[AIM OF THE TASK]:
List each line of the data that holds the string "twig", please.

[INFORMATION GIVEN]:
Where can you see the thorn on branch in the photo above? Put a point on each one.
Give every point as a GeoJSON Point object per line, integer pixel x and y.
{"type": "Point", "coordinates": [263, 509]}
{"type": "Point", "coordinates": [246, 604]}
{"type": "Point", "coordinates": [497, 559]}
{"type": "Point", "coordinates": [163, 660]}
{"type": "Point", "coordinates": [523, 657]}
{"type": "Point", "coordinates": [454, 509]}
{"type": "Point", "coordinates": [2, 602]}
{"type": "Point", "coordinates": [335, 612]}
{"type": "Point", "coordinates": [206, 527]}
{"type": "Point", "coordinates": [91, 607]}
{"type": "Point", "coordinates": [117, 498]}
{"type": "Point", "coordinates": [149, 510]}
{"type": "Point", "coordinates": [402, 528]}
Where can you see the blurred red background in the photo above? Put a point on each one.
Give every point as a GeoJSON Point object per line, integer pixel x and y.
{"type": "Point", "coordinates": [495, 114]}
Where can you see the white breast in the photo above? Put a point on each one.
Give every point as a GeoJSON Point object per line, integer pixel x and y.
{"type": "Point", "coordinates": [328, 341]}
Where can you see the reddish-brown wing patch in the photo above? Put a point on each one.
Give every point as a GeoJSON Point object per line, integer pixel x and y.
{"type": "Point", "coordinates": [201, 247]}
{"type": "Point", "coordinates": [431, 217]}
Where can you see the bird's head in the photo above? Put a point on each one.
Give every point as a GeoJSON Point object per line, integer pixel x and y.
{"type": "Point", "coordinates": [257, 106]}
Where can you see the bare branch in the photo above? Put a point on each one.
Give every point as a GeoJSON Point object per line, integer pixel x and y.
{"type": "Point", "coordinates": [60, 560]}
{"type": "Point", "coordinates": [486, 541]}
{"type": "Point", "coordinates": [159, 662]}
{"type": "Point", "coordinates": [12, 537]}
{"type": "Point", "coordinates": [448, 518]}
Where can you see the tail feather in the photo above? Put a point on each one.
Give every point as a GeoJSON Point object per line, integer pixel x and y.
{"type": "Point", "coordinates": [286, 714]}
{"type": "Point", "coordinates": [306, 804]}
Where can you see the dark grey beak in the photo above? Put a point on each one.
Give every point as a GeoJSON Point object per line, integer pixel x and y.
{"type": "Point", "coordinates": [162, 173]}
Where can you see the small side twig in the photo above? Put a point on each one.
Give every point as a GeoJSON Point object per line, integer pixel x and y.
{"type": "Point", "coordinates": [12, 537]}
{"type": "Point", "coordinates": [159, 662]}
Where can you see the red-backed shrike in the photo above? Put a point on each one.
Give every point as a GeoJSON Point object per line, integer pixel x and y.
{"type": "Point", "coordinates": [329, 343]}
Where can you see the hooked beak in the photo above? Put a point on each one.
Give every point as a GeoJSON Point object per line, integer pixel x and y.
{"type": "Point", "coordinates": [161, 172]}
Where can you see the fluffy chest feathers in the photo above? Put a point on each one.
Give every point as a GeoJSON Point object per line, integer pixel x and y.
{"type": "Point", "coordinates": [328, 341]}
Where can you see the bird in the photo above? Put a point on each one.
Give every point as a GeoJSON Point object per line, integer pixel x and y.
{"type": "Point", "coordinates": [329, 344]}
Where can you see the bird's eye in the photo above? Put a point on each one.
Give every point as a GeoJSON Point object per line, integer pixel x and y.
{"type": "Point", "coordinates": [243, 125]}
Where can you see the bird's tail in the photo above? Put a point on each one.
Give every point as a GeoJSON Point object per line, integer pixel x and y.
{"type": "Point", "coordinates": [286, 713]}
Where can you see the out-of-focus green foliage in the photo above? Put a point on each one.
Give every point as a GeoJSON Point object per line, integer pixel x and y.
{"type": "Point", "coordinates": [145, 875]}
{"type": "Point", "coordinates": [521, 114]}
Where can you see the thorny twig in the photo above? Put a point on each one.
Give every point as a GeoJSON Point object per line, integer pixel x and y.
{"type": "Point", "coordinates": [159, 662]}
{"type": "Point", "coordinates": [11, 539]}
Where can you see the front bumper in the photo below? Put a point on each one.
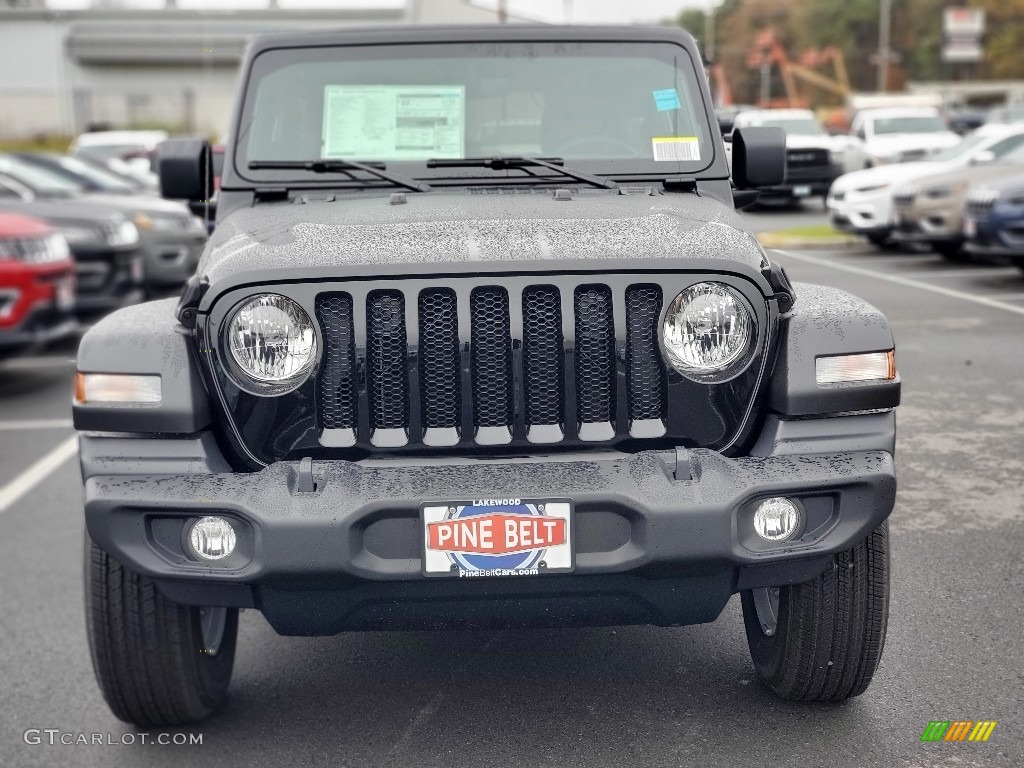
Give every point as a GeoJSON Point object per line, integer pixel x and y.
{"type": "Point", "coordinates": [171, 258]}
{"type": "Point", "coordinates": [109, 279]}
{"type": "Point", "coordinates": [660, 538]}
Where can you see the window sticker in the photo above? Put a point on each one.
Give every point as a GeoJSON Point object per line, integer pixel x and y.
{"type": "Point", "coordinates": [676, 148]}
{"type": "Point", "coordinates": [394, 122]}
{"type": "Point", "coordinates": [667, 99]}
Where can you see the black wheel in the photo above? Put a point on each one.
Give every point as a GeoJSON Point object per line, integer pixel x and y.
{"type": "Point", "coordinates": [882, 241]}
{"type": "Point", "coordinates": [821, 640]}
{"type": "Point", "coordinates": [951, 252]}
{"type": "Point", "coordinates": [158, 663]}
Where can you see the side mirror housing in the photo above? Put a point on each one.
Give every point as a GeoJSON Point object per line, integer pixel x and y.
{"type": "Point", "coordinates": [185, 167]}
{"type": "Point", "coordinates": [758, 157]}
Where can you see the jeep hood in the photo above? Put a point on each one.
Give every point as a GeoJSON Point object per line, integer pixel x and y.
{"type": "Point", "coordinates": [972, 174]}
{"type": "Point", "coordinates": [492, 230]}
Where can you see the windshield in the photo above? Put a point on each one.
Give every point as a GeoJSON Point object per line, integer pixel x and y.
{"type": "Point", "coordinates": [40, 180]}
{"type": "Point", "coordinates": [1006, 115]}
{"type": "Point", "coordinates": [105, 152]}
{"type": "Point", "coordinates": [921, 124]}
{"type": "Point", "coordinates": [105, 179]}
{"type": "Point", "coordinates": [78, 172]}
{"type": "Point", "coordinates": [792, 126]}
{"type": "Point", "coordinates": [961, 148]}
{"type": "Point", "coordinates": [607, 107]}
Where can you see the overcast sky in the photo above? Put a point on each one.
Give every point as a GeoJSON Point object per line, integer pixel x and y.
{"type": "Point", "coordinates": [553, 11]}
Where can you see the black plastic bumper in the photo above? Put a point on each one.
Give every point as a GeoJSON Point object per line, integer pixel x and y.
{"type": "Point", "coordinates": [660, 538]}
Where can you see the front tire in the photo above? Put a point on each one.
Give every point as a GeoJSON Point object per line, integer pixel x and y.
{"type": "Point", "coordinates": [158, 663]}
{"type": "Point", "coordinates": [828, 633]}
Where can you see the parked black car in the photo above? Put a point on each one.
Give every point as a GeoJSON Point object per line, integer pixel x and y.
{"type": "Point", "coordinates": [171, 237]}
{"type": "Point", "coordinates": [487, 352]}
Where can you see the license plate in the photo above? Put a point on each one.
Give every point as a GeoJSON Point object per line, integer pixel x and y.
{"type": "Point", "coordinates": [497, 538]}
{"type": "Point", "coordinates": [65, 294]}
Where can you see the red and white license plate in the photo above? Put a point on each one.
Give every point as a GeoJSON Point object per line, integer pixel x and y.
{"type": "Point", "coordinates": [497, 537]}
{"type": "Point", "coordinates": [64, 294]}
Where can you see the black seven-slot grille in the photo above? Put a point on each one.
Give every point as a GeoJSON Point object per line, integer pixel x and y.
{"type": "Point", "coordinates": [450, 372]}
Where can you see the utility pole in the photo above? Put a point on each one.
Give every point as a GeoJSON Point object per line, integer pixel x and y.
{"type": "Point", "coordinates": [885, 34]}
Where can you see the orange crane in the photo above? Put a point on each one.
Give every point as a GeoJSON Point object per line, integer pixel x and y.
{"type": "Point", "coordinates": [767, 53]}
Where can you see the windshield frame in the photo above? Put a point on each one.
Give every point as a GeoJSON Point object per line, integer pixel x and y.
{"type": "Point", "coordinates": [642, 168]}
{"type": "Point", "coordinates": [936, 120]}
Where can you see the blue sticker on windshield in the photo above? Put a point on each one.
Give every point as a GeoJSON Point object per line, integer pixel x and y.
{"type": "Point", "coordinates": [667, 99]}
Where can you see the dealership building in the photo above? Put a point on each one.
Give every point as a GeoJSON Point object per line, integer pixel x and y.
{"type": "Point", "coordinates": [170, 64]}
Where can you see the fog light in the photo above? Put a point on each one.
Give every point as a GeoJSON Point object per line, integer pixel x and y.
{"type": "Point", "coordinates": [776, 519]}
{"type": "Point", "coordinates": [212, 538]}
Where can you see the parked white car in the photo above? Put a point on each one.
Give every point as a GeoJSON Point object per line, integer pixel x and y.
{"type": "Point", "coordinates": [861, 203]}
{"type": "Point", "coordinates": [126, 152]}
{"type": "Point", "coordinates": [899, 135]}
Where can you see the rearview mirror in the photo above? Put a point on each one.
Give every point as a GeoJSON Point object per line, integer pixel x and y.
{"type": "Point", "coordinates": [185, 167]}
{"type": "Point", "coordinates": [758, 157]}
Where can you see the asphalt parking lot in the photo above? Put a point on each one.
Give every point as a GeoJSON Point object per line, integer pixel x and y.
{"type": "Point", "coordinates": [620, 696]}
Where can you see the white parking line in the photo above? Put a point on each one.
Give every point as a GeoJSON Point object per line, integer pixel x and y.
{"type": "Point", "coordinates": [22, 426]}
{"type": "Point", "coordinates": [980, 271]}
{"type": "Point", "coordinates": [900, 281]}
{"type": "Point", "coordinates": [38, 472]}
{"type": "Point", "coordinates": [31, 364]}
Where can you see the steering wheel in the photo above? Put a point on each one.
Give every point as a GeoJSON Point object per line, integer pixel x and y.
{"type": "Point", "coordinates": [580, 145]}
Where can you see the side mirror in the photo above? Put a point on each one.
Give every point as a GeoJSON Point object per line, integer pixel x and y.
{"type": "Point", "coordinates": [185, 167]}
{"type": "Point", "coordinates": [985, 157]}
{"type": "Point", "coordinates": [758, 157]}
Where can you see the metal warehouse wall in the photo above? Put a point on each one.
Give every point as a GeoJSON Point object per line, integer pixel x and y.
{"type": "Point", "coordinates": [61, 72]}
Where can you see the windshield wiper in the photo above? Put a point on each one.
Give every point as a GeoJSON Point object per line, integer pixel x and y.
{"type": "Point", "coordinates": [503, 163]}
{"type": "Point", "coordinates": [339, 166]}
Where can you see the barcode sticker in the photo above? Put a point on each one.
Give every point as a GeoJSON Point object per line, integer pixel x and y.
{"type": "Point", "coordinates": [676, 148]}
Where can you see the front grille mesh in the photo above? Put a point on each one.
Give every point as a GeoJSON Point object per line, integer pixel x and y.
{"type": "Point", "coordinates": [491, 357]}
{"type": "Point", "coordinates": [439, 370]}
{"type": "Point", "coordinates": [336, 386]}
{"type": "Point", "coordinates": [387, 350]}
{"type": "Point", "coordinates": [543, 349]}
{"type": "Point", "coordinates": [524, 365]}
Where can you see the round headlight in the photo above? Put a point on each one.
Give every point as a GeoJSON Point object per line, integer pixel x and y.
{"type": "Point", "coordinates": [272, 343]}
{"type": "Point", "coordinates": [708, 332]}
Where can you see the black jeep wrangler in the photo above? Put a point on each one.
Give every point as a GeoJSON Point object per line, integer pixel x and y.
{"type": "Point", "coordinates": [479, 340]}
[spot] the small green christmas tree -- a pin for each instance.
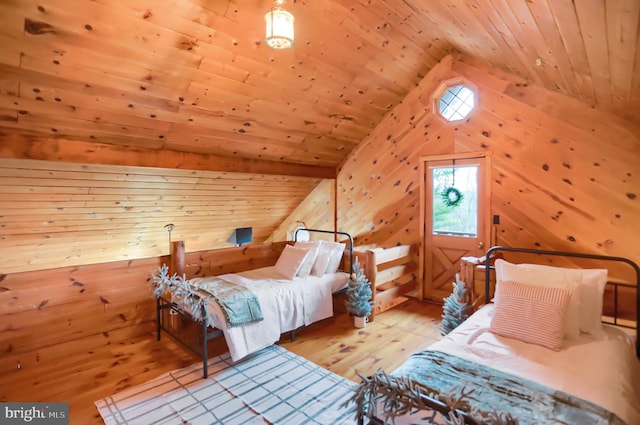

[OUTPUT BELOW]:
Where can you see the small side twig in the photo above? Put a point on each one.
Where can you see the thorny twig in the photo above? Put a point on each one.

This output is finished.